**Text provided**
When I was a young lad, physics was my abiding interest. OK girls too. But physics was the field I had chosen to study. Our focus was on solid state physics, all the way down to sub-atomic particles. My sub-atomic days were spent at Rutherford’s, right next door to Harwell.
Canada had been exploring nuclear physics since before Rutherford worked at McGill University. During World War II, Britain and Canada looked for places to build a nuclear research plant. Lots of water was a requirement, for cooling purposes. As well as a remote, but not too remote location. Chalk River met those requirements. And the Chalk River Laboratories were built by Canada, with the scientific community housed in Deep River.
By 1947, Canada had the most powerful research reactor in the world.
Over the years, Chalk River Laboratories grew to became the world’s leading supplier of radioactive isotopes for medical purposes.
However, much of the original nuclear work is shut down. People who worked there have retired, or moved on.

**Extracted data**
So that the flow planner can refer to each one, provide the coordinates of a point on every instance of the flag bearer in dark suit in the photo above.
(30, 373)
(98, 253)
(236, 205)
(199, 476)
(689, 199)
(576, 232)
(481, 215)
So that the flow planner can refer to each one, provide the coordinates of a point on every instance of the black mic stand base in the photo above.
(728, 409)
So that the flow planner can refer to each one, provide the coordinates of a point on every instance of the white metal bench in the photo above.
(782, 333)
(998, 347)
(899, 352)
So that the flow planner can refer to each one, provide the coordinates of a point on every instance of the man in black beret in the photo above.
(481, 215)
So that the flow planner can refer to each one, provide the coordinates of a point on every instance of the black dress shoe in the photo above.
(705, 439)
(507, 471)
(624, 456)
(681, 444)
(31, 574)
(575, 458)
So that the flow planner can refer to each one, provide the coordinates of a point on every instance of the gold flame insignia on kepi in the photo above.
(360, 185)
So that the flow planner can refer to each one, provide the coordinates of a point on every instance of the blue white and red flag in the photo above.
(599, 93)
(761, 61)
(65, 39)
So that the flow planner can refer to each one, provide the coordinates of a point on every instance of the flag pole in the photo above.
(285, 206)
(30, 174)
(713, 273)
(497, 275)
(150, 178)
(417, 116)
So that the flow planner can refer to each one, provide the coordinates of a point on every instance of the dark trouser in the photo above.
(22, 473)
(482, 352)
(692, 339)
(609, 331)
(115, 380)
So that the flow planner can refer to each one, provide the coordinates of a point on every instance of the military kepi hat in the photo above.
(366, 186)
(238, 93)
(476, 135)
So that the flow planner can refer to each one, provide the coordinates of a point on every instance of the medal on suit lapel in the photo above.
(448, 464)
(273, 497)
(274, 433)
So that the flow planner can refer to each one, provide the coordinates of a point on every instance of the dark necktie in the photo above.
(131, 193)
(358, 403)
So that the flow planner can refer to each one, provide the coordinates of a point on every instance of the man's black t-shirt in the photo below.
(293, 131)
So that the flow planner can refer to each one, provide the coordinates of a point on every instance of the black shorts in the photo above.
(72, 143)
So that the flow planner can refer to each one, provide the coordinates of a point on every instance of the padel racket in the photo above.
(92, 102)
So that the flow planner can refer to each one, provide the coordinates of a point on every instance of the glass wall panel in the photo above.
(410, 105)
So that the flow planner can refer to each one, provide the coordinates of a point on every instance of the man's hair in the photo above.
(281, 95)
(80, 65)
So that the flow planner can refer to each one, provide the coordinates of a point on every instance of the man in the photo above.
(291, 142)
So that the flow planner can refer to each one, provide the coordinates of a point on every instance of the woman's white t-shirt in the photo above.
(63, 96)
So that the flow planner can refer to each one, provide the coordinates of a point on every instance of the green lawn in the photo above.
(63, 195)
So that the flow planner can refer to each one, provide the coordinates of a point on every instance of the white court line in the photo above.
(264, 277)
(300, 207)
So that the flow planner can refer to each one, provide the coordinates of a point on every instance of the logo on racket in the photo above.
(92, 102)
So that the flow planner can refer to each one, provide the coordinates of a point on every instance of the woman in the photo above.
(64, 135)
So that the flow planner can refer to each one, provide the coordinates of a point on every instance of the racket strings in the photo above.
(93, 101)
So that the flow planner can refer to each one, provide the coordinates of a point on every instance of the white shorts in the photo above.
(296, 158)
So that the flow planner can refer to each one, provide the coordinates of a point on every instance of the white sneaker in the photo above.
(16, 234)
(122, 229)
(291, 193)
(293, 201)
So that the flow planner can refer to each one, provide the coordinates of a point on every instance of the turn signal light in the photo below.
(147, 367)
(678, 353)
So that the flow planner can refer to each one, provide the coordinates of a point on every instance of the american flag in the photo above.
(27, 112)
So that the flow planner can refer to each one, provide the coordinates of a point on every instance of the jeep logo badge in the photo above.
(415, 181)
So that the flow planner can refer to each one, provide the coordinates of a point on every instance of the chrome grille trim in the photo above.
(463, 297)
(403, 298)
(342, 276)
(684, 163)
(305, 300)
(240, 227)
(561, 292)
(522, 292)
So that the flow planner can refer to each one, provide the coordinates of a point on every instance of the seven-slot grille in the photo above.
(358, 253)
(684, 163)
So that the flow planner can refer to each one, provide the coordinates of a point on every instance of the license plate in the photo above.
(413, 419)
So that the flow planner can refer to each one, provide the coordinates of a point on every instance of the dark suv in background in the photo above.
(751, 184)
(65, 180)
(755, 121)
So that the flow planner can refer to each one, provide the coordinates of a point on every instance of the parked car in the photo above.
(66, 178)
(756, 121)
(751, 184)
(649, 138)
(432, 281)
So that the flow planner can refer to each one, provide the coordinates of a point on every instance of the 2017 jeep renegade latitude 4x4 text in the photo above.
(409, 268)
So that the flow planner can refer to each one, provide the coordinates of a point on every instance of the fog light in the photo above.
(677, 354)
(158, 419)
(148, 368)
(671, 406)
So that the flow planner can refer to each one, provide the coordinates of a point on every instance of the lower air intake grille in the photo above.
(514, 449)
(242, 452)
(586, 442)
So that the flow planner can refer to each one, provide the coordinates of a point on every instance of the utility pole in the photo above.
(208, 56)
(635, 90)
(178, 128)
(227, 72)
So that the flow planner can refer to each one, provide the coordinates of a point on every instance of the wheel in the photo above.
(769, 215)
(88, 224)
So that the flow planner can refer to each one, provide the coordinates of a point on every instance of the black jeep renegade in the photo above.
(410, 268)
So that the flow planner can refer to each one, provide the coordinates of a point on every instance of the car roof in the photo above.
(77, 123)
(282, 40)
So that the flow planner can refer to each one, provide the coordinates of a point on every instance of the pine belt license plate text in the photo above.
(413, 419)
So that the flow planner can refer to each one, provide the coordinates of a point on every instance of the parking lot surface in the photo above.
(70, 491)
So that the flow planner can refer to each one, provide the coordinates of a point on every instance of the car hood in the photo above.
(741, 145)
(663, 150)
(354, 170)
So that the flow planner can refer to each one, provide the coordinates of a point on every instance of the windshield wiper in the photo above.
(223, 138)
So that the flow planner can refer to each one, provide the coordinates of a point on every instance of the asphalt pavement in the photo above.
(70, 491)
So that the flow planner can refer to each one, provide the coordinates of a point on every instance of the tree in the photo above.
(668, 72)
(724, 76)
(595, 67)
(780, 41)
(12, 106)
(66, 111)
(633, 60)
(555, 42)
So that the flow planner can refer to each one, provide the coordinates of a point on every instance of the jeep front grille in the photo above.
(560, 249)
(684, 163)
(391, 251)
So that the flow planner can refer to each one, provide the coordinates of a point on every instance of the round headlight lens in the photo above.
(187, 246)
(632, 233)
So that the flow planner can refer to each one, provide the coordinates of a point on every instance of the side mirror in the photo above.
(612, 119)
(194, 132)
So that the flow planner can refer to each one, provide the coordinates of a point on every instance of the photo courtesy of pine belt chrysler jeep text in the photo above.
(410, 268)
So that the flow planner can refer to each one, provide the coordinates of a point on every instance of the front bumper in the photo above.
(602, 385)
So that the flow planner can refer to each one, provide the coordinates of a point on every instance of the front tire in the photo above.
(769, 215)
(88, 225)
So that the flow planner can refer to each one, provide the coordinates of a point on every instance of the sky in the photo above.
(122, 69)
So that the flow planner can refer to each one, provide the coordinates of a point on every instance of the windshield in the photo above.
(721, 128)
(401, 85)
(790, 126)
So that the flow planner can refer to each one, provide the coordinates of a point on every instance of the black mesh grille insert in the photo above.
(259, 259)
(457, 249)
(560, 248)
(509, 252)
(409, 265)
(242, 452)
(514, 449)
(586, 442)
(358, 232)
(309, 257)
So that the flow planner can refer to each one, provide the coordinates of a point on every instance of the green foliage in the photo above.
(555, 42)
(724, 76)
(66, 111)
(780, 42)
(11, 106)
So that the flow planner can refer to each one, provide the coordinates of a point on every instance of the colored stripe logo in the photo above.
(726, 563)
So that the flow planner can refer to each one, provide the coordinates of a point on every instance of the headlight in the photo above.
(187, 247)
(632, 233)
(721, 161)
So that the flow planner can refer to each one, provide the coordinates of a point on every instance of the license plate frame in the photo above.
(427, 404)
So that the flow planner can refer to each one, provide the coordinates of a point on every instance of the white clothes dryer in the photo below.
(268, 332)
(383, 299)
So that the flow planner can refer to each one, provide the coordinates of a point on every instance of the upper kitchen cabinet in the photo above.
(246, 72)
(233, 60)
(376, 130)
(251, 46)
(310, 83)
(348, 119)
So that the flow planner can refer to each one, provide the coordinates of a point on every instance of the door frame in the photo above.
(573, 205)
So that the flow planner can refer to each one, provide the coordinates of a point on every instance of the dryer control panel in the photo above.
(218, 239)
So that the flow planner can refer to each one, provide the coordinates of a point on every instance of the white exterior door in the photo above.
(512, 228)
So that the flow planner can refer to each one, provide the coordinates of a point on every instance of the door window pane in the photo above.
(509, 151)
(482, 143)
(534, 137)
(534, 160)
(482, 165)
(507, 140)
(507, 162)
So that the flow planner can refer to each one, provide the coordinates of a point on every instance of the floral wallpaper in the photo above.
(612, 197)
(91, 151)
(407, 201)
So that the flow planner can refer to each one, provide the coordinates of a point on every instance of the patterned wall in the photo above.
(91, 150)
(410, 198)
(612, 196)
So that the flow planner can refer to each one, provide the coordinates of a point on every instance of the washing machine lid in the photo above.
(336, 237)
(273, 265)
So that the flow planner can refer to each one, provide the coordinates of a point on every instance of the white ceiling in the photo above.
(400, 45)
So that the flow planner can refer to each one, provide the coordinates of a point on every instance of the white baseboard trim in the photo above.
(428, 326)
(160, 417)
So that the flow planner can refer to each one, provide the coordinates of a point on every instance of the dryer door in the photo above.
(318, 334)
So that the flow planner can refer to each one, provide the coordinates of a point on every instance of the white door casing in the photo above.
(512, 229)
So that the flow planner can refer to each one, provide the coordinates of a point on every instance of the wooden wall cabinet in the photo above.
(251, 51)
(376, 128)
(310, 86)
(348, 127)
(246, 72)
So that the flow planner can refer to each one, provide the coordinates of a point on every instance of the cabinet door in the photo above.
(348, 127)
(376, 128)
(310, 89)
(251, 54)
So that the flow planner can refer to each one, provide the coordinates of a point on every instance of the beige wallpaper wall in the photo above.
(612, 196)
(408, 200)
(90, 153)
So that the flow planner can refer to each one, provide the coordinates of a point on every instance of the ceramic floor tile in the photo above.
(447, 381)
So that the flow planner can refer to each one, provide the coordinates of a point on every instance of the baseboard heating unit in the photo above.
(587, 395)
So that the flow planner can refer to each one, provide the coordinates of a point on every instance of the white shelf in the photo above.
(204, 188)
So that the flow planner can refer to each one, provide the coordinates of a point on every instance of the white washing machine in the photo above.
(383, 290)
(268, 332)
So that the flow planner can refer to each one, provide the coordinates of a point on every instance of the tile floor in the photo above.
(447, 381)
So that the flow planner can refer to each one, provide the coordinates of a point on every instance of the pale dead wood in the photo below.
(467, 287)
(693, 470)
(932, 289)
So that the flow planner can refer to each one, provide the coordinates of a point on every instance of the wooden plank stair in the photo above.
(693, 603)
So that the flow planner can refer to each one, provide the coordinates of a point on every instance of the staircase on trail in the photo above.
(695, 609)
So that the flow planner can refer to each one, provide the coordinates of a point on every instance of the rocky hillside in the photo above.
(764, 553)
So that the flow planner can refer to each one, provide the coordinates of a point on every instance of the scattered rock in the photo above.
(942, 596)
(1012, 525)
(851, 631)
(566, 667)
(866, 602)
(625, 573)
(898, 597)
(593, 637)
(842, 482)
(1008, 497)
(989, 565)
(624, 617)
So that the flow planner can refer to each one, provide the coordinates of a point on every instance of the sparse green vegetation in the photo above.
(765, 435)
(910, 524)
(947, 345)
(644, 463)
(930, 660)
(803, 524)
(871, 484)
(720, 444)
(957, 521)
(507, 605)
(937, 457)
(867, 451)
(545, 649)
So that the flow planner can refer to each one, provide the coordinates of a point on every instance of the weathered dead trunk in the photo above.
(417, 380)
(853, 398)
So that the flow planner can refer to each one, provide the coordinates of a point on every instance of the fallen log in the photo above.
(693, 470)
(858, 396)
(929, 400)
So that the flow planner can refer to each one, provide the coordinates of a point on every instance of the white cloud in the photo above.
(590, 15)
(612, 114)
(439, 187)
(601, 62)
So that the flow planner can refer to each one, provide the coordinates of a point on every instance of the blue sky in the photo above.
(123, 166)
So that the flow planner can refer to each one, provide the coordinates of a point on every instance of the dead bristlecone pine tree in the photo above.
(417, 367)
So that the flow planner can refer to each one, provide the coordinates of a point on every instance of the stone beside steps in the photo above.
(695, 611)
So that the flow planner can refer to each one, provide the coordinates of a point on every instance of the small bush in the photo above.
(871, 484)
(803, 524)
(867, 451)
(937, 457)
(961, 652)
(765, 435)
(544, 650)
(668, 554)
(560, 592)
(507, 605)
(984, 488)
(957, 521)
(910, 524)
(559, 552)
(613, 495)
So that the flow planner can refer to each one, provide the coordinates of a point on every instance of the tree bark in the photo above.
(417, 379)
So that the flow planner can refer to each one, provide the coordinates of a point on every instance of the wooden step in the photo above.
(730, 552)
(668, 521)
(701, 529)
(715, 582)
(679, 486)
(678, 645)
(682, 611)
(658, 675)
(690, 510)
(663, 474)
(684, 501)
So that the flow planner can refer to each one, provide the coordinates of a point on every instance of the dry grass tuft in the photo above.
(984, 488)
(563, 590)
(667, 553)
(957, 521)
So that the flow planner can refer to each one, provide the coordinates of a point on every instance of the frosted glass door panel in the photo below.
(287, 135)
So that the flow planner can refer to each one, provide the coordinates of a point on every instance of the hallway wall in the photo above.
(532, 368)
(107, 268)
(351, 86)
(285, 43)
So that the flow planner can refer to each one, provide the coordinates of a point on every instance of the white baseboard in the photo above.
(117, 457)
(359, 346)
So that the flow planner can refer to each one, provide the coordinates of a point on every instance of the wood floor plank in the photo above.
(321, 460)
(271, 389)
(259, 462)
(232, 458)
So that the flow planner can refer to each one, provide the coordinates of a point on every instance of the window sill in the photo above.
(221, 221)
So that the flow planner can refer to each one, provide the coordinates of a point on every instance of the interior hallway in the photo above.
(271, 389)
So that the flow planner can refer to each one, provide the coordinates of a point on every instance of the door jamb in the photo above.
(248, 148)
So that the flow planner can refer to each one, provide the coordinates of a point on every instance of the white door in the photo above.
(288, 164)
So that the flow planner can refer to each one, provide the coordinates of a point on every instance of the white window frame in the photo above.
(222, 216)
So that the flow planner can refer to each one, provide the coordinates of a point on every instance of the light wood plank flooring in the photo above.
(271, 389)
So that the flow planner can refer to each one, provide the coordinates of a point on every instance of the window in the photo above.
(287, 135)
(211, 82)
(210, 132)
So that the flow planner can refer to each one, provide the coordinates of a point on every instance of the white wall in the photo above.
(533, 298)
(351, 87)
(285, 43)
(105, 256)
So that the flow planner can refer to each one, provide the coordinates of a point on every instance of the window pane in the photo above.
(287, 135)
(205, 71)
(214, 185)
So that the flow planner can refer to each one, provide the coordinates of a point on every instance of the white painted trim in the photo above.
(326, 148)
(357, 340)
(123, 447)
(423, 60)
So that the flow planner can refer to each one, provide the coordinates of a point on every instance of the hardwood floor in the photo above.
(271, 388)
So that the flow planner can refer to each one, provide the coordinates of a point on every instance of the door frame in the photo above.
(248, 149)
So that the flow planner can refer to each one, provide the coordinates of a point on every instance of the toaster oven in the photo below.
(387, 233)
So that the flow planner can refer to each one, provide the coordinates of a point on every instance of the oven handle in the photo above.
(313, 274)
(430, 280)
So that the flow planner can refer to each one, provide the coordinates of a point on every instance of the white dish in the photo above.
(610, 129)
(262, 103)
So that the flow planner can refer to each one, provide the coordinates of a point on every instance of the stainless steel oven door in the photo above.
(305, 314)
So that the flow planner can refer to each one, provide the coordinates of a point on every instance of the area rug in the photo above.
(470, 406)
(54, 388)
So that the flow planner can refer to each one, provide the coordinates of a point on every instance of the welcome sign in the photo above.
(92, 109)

**What to do**
Reproduce word for word the stretch of the Chalk River text above from "When I was a" through "door to Harwell.".

**Response to the task**
When I was a young lad, physics was my abiding interest. OK girls too. But physics was the field I had chosen to study. Our focus was on solid state physics, all the way down to sub-atomic particles. My sub-atomic days were spent at Rutherford’s, right next door to Harwell.